• Work request: The answer should be a single number: how many lines of the entries below hold the word "building".

• Task material:

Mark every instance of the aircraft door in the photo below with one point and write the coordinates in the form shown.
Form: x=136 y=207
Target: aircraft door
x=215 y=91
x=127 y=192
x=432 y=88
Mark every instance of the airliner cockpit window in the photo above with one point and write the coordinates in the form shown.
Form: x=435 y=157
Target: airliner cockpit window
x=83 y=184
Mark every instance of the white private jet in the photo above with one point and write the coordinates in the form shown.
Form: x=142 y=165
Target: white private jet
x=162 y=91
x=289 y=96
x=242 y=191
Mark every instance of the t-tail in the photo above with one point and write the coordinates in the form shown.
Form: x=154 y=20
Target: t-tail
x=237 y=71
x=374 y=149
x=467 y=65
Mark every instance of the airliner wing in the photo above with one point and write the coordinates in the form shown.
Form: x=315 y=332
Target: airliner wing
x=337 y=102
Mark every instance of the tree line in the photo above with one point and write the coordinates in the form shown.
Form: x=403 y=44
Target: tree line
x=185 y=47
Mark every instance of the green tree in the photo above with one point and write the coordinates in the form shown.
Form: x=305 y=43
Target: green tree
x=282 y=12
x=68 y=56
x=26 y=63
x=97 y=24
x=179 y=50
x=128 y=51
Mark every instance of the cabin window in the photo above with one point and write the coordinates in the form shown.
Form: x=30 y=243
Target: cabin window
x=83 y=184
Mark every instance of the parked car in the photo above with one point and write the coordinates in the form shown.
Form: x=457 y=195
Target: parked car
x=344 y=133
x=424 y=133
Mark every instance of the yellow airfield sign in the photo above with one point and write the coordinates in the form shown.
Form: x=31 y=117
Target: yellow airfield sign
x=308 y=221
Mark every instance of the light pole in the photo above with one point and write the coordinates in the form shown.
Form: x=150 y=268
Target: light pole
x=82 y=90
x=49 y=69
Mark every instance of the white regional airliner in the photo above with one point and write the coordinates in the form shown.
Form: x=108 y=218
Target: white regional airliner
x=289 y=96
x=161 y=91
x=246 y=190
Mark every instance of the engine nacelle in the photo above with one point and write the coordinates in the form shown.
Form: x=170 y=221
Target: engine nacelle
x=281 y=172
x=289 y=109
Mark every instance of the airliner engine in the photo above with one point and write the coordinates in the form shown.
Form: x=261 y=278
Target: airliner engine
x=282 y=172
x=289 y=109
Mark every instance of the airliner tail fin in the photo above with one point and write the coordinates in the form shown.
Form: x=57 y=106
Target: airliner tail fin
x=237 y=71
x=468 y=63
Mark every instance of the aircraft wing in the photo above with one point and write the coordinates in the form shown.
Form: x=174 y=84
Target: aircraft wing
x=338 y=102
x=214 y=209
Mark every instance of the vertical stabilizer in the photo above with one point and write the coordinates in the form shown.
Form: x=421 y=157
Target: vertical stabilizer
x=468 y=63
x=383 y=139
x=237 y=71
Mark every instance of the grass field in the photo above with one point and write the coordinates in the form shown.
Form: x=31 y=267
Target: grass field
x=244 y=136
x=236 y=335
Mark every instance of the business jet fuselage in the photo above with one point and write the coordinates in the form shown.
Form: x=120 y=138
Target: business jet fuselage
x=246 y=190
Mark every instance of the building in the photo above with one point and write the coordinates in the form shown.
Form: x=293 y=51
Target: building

• Reply to the exercise: 2